::: Selected excerpt

Ann Widdecombe – 2001 Speech on Setting Public Services Free
Below is the text of the speech made by Ann Widdecombe, the Shadow Home Secretary, on 6 June 2001.
My political roots lie in the Sixties, at a time when rules and values were often seen as not only being irrelevant but positively dangerous. If you were young at that time, you were led to believe that the world owed you a living, and all you had to do was to shout loud enough or demonstrate long enough and it would be handed to you on a plate. It won’t come as much of a surprise if I tell you that I saw things rather differently.
I went into politics from a sense of vocation. I suspect I might have had a far more comfortable life if I had gone into the City or into PR or anyone of a hundred different professions, but the Sixties were after all about passionate convictions and I suppose I must have picked up something.
Doesn’t mean I have a closed mind. Many of you will know that I’ve thought long and hard about my religious views, and some time ago that caused me to change my Church. But I haven’t changed my Party, not because I’ve stopped thinking about my political values but because I’ve tested them, and challenged them, and found Conservative values as relevant today as they have ever been.
And that’s about making sure that Government serves, and doesn’t end up so grand and so overbearing that it stifles the very service it aims to give. Which, of course, is what’s happening today. Don’t take my word for it….

::::::
::: Information

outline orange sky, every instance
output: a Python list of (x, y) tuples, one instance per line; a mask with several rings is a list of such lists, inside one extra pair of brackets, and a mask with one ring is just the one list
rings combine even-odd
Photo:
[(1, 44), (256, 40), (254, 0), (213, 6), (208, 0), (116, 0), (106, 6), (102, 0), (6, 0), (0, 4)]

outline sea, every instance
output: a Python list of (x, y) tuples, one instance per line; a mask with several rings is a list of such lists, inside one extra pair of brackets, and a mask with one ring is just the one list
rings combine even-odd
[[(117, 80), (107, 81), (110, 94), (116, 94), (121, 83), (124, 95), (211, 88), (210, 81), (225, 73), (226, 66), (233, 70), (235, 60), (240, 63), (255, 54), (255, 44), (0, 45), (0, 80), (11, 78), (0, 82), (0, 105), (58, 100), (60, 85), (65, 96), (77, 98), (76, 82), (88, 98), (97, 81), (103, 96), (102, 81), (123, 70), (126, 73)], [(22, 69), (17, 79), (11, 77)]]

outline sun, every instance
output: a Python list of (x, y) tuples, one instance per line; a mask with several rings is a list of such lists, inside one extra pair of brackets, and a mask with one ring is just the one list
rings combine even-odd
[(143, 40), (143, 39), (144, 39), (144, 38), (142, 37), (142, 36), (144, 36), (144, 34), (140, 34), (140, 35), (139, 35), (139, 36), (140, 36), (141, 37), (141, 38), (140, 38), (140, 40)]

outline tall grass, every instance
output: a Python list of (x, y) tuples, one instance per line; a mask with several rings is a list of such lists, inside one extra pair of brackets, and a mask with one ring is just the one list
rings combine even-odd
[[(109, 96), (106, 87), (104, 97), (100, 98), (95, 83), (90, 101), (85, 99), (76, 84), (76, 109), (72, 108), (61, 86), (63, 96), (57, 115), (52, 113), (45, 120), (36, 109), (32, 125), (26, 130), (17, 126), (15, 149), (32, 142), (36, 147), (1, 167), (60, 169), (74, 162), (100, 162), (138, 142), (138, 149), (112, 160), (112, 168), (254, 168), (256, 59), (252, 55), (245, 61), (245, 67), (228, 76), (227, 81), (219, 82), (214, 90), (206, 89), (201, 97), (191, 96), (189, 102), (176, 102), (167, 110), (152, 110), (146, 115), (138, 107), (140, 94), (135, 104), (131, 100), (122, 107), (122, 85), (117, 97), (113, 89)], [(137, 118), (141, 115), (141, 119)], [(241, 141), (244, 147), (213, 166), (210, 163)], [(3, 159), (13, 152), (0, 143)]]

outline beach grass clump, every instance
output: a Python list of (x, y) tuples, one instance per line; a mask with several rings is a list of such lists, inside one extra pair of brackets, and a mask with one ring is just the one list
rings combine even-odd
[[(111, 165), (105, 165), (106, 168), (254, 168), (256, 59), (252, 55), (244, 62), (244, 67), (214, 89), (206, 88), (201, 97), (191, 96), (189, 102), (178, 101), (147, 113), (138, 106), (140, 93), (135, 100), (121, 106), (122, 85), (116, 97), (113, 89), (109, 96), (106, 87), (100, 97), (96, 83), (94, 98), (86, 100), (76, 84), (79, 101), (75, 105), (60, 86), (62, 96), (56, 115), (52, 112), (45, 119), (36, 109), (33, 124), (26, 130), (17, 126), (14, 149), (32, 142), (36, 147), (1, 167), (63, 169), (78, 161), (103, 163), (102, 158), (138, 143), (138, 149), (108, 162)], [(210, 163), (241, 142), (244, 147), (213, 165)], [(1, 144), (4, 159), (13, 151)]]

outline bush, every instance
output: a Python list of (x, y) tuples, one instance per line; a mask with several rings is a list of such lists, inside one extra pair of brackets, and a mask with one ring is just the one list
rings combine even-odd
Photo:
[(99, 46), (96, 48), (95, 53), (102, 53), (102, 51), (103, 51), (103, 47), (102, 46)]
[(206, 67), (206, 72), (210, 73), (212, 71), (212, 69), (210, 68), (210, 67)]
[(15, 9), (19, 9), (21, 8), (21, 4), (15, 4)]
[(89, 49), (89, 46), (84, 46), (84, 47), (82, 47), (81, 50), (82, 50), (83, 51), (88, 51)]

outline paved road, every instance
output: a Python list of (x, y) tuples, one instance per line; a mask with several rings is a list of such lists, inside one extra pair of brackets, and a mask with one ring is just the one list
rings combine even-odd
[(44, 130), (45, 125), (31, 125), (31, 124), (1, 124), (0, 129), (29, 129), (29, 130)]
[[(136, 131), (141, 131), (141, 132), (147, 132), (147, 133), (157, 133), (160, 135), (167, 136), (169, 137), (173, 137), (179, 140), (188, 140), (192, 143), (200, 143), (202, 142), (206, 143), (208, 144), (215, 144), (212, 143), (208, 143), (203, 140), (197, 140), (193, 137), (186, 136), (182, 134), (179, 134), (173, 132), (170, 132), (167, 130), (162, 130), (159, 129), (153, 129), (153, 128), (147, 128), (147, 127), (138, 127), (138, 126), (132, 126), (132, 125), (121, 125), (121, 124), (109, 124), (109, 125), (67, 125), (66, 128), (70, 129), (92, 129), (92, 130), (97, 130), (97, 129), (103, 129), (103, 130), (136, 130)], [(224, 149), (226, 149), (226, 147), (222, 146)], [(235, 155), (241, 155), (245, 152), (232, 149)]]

::::::

| Problem set |
a. What post did Ann Widdecombe hold when she made the speech?
b. Translate this sentence from the speech into Spanish: "It won’t come as much of a surprise if I tell you that I saw things rather differently."
c. Please print the part of the speech between "My political roots" and "things rather differently.", inclusive.

| Solution set |
a. Shadow Home Secretary

b. No les sorprenderá mucho si les digo que yo veía las cosas de manera bastante diferente.

c.
My political roots lie in the Sixties, at a time when rules and values were often seen as not only being irrelevant but positively dangerous. If you were young at that time, you were led to believe that the world owed you a living, and all you had to do was to shout loud enough or demonstrate long enough and it would be handed to you on a plate. It won’t come as much of a surprise if I tell you that I saw things rather differently.